____ Extracted information

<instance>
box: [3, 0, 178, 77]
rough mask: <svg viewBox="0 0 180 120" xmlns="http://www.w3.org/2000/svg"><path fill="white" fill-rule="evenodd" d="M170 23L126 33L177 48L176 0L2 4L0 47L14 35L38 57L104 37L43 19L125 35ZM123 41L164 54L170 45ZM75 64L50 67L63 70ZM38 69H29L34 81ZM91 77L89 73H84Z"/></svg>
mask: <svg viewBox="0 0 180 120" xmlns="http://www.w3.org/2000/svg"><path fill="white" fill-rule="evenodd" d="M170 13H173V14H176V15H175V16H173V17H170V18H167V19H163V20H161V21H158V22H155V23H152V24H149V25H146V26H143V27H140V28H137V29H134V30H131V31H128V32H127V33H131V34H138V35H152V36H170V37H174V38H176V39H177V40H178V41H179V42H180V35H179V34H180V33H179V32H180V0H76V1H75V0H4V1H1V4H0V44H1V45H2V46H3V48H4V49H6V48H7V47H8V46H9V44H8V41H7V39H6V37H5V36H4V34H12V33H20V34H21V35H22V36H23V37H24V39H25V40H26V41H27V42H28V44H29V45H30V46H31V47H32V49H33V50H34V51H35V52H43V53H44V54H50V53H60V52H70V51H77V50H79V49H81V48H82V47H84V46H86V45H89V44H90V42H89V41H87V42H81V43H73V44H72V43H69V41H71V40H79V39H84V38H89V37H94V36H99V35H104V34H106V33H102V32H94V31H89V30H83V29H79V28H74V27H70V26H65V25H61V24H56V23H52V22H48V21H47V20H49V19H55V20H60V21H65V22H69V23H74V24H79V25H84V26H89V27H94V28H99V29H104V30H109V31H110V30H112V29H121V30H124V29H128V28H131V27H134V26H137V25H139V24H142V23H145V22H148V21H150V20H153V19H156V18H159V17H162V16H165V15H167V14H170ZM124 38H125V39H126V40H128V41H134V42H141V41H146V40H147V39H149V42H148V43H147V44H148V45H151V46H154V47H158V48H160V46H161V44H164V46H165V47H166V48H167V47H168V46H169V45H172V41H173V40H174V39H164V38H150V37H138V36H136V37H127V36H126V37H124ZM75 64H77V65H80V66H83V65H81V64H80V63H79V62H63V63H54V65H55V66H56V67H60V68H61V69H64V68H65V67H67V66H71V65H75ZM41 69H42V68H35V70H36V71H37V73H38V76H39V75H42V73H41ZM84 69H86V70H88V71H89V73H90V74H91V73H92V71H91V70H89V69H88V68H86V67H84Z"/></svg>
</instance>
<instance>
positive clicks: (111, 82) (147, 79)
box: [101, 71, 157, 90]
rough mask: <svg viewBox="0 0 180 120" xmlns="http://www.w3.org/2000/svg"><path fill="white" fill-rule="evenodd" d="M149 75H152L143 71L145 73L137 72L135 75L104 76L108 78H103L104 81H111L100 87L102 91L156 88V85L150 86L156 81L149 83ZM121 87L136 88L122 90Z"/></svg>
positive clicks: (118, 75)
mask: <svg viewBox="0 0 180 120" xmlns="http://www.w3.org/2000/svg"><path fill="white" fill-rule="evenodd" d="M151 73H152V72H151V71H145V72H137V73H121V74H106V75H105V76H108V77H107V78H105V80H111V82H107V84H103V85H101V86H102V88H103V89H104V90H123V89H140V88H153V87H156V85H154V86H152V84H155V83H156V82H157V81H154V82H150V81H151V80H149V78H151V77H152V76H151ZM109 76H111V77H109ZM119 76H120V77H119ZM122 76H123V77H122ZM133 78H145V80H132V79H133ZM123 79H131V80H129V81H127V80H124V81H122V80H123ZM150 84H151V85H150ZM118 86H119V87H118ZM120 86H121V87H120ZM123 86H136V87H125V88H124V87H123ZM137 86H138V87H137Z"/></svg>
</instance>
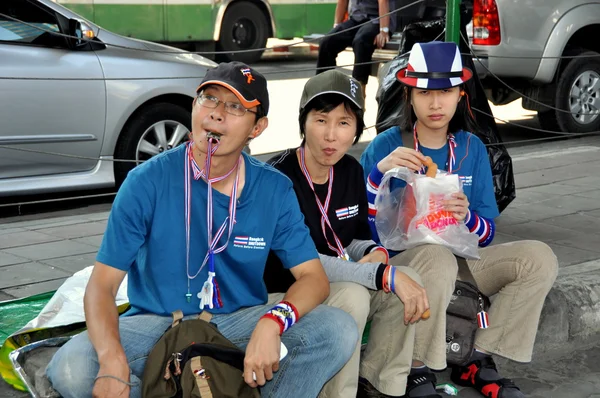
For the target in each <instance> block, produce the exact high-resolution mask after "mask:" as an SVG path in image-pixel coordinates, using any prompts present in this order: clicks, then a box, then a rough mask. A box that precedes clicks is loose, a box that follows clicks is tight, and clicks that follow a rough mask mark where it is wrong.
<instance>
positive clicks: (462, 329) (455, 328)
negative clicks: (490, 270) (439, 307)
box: [446, 258, 490, 366]
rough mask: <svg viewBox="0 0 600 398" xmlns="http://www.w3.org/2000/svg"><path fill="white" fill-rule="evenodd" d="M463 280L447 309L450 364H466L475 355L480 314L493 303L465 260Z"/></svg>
mask: <svg viewBox="0 0 600 398" xmlns="http://www.w3.org/2000/svg"><path fill="white" fill-rule="evenodd" d="M458 267H459V268H458V272H459V278H460V280H457V281H456V284H455V287H454V294H453V295H452V298H451V299H450V304H449V305H448V309H447V310H446V362H447V363H448V364H450V365H457V366H462V365H466V364H467V363H468V362H469V360H470V358H471V354H472V353H473V349H474V345H475V333H476V332H477V329H478V328H479V326H478V323H477V314H478V313H479V312H481V311H487V310H488V309H489V307H490V300H489V298H487V297H486V296H485V295H484V294H483V293H481V292H480V291H479V289H477V287H476V284H475V280H474V279H473V275H472V274H471V271H470V270H469V267H468V266H467V262H466V261H465V260H464V259H461V258H459V259H458Z"/></svg>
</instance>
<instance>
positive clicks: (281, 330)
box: [260, 312, 285, 336]
mask: <svg viewBox="0 0 600 398" xmlns="http://www.w3.org/2000/svg"><path fill="white" fill-rule="evenodd" d="M260 319H271V320H273V321H275V322H277V324H278V325H279V335H280V336H281V335H282V334H283V332H284V331H285V324H284V323H283V321H282V320H281V319H280V318H279V317H278V316H275V315H273V314H271V313H270V312H267V313H266V314H264V315H263V316H261V317H260Z"/></svg>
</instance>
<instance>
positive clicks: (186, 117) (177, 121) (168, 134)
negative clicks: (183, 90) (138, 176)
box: [115, 103, 192, 187]
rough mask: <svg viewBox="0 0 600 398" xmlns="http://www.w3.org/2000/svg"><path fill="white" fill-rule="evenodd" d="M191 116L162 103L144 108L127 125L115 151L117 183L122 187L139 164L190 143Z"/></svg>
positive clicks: (188, 114)
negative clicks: (164, 151)
mask: <svg viewBox="0 0 600 398" xmlns="http://www.w3.org/2000/svg"><path fill="white" fill-rule="evenodd" d="M191 118H192V117H191V113H190V111H189V110H187V109H184V108H182V107H181V106H178V105H174V104H169V103H158V104H152V105H150V106H148V107H146V108H144V109H142V110H141V111H140V112H139V113H138V114H137V115H134V117H133V118H132V119H131V120H130V121H129V122H128V123H127V125H126V126H125V128H124V129H123V131H122V132H121V136H120V137H119V141H118V143H117V148H116V149H115V158H116V159H130V160H135V162H115V181H116V183H117V187H118V186H120V185H121V184H122V183H123V181H124V180H125V177H127V173H128V172H129V170H131V169H133V168H134V167H135V166H137V165H138V164H140V163H142V162H144V161H146V160H148V159H150V158H151V157H152V156H154V155H158V154H159V153H162V152H164V151H167V150H169V149H171V148H174V147H176V146H178V145H180V144H182V143H183V142H185V141H187V139H188V134H189V132H190V129H191Z"/></svg>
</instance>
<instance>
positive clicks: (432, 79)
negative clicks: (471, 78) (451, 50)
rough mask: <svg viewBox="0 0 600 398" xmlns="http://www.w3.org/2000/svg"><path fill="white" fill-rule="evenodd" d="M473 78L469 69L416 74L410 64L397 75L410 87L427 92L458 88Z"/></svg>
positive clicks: (402, 69) (398, 80)
mask: <svg viewBox="0 0 600 398" xmlns="http://www.w3.org/2000/svg"><path fill="white" fill-rule="evenodd" d="M472 77H473V72H472V71H471V69H469V68H465V67H463V68H462V71H457V72H415V71H414V70H413V68H411V65H410V64H409V65H408V66H407V67H406V68H402V69H400V70H399V71H398V72H397V73H396V79H398V81H400V82H401V83H402V84H405V85H407V86H409V87H414V88H422V89H427V90H443V89H445V88H451V87H456V86H459V85H461V84H463V83H464V82H466V81H468V80H469V79H471V78H472Z"/></svg>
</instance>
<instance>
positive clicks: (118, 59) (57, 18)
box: [0, 0, 216, 196]
mask: <svg viewBox="0 0 600 398" xmlns="http://www.w3.org/2000/svg"><path fill="white" fill-rule="evenodd" d="M2 14H3V15H2ZM77 37H80V38H83V39H77ZM86 38H87V39H88V40H86ZM89 39H92V40H91V41H89ZM215 65H216V64H215V63H214V62H212V61H210V60H208V59H206V58H203V57H201V56H199V55H195V54H190V53H183V52H182V51H181V50H178V49H175V48H172V47H167V46H163V45H159V44H155V43H150V42H146V41H141V40H136V39H131V38H126V37H123V36H119V35H117V34H114V33H111V32H108V31H106V30H103V29H102V28H100V27H98V26H96V25H94V24H92V23H91V22H89V21H87V20H84V19H83V18H81V17H80V16H78V15H77V14H74V13H73V12H71V11H69V10H68V9H66V8H64V7H62V6H61V5H59V4H56V3H54V2H53V1H50V0H2V1H1V2H0V196H9V195H23V194H32V193H44V192H49V191H65V190H75V189H92V188H102V187H112V186H115V184H118V183H119V182H120V181H122V180H123V179H124V177H125V176H126V174H127V172H128V171H129V170H130V169H131V168H133V167H134V166H135V165H136V163H135V162H113V161H112V160H113V159H129V160H134V161H136V162H140V161H144V160H146V159H149V158H150V157H151V156H153V155H156V154H158V153H160V152H163V151H165V150H168V149H170V148H172V147H174V146H176V145H178V144H179V143H181V142H182V141H183V140H185V138H186V137H187V134H188V133H189V130H190V121H191V120H190V114H191V108H192V101H193V98H194V95H195V88H196V86H197V85H198V83H199V82H200V80H201V78H202V77H203V76H204V74H205V73H206V70H207V69H209V68H212V67H214V66H215ZM62 155H68V156H62Z"/></svg>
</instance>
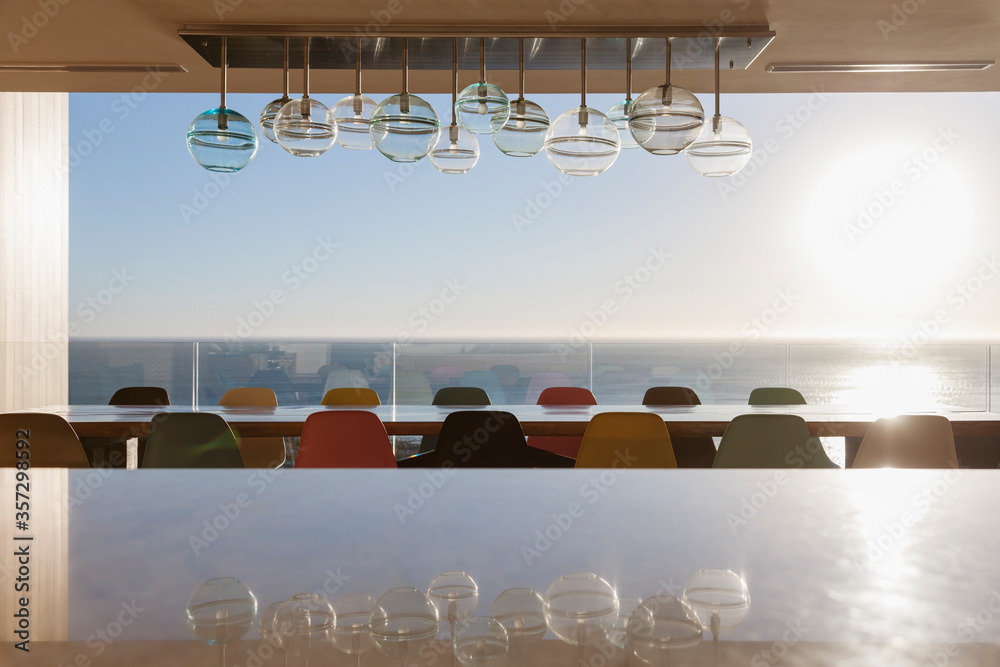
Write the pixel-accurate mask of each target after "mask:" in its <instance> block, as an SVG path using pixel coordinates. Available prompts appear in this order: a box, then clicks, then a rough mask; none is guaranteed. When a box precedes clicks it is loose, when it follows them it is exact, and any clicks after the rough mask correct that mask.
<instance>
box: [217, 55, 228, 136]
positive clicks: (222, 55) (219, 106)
mask: <svg viewBox="0 0 1000 667" xmlns="http://www.w3.org/2000/svg"><path fill="white" fill-rule="evenodd" d="M228 65H229V44H228V40H227V39H226V38H225V37H223V38H222V67H221V68H220V69H221V70H222V83H221V87H222V102H221V103H220V104H219V108H220V109H225V108H226V68H227V66H228ZM219 127H222V126H221V125H220V126H219Z"/></svg>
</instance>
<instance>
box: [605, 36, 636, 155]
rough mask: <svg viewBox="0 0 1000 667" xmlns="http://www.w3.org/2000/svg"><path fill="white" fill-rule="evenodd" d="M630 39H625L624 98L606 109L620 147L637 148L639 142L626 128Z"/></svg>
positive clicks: (631, 132)
mask: <svg viewBox="0 0 1000 667" xmlns="http://www.w3.org/2000/svg"><path fill="white" fill-rule="evenodd" d="M632 105H633V102H632V39H631V38H628V39H626V40H625V99H624V100H622V101H621V102H619V103H618V104H616V105H614V106H613V107H611V108H610V109H608V118H610V119H611V122H612V123H614V124H615V127H617V128H618V138H619V139H620V140H621V142H622V148H638V147H639V144H638V143H637V142H636V140H635V138H634V137H633V136H632V131H631V130H629V129H628V117H629V115H630V114H631V113H632Z"/></svg>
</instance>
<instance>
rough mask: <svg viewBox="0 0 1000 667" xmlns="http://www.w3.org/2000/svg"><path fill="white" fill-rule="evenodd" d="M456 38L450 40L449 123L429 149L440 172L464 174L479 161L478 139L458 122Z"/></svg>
mask: <svg viewBox="0 0 1000 667" xmlns="http://www.w3.org/2000/svg"><path fill="white" fill-rule="evenodd" d="M457 99H458V40H457V39H452V40H451V125H449V126H448V127H447V128H446V129H445V128H442V131H441V133H440V134H439V135H438V140H437V143H436V144H435V145H434V148H433V150H431V162H433V163H434V166H435V167H437V169H438V171H440V172H441V173H442V174H466V173H468V172H469V170H470V169H472V168H473V167H475V166H476V162H478V161H479V140H478V139H476V135H474V134H472V133H471V132H469V131H468V130H467V129H465V128H464V127H462V126H461V125H459V124H458V121H457V119H456V117H455V114H456V111H455V109H456V107H457V106H458V105H457V102H456V100H457Z"/></svg>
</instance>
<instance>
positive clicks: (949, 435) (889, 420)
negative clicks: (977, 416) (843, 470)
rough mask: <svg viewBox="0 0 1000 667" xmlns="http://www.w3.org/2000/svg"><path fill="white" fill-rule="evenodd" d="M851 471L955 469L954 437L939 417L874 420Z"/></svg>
mask: <svg viewBox="0 0 1000 667" xmlns="http://www.w3.org/2000/svg"><path fill="white" fill-rule="evenodd" d="M851 467H852V468H957V467H958V456H957V455H956V453H955V435H954V433H953V432H952V429H951V422H950V421H948V418H947V417H942V416H941V415H899V416H898V417H889V418H883V419H879V420H877V421H876V422H875V423H874V424H872V425H871V427H870V428H869V429H868V432H867V433H865V437H864V439H863V440H862V441H861V447H860V448H859V449H858V455H857V456H856V457H855V459H854V465H852V466H851Z"/></svg>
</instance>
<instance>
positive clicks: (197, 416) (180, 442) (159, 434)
mask: <svg viewBox="0 0 1000 667" xmlns="http://www.w3.org/2000/svg"><path fill="white" fill-rule="evenodd" d="M142 467H143V468H243V467H244V465H243V457H242V456H241V455H240V448H239V445H238V444H237V443H236V436H235V435H234V434H233V430H232V429H231V428H229V424H227V423H226V420H225V419H223V418H222V417H220V416H219V415H216V414H212V413H211V412H161V413H160V414H158V415H154V416H153V419H152V420H151V421H150V426H149V436H148V438H147V439H146V456H145V458H143V460H142Z"/></svg>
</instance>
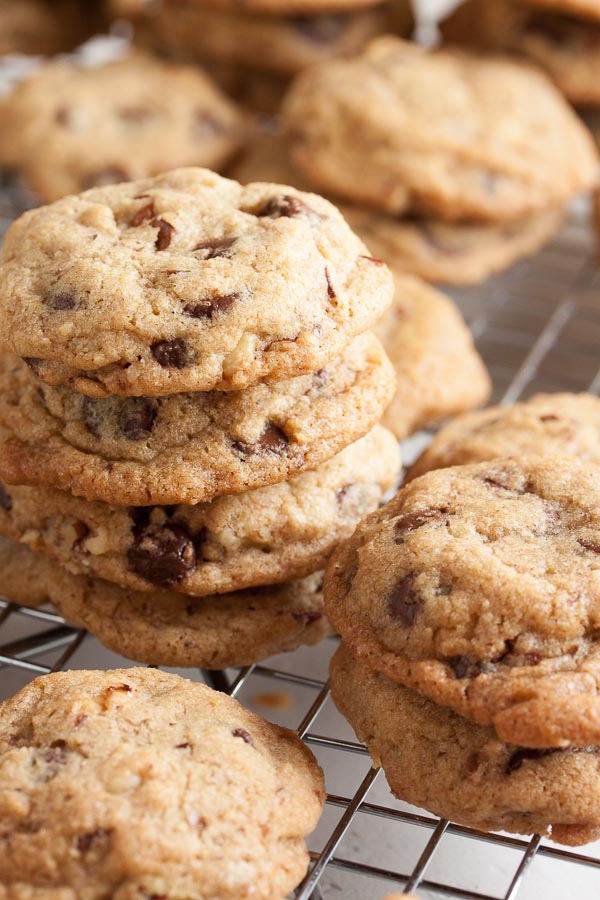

________

Assigned task> Please find, in the entries above, every line where "pixel" occurs, and copy it.

Response area>
For the target in each <instance> block, produce the exact high-resolution mask after "mask:" as an SVG path in image-pixel coordinates, using any prompts present in this order: clicks, then a box, then a rough mask. A box that precedes clicks is loose, a box that follows clicks is tight, and clicks that follow a rough mask mark where it is wrong.
Write the pixel-accurate mask of each target after "mask:" in its <instance> block, as an SVG path using pixel coordinates. Available prompts appear in this order: a box, then clicks, then a rough mask; none is guaranteed. When a box precedes clicks it is loose, when it follows them it is exact, and any clicks after the rough mask correct that mask.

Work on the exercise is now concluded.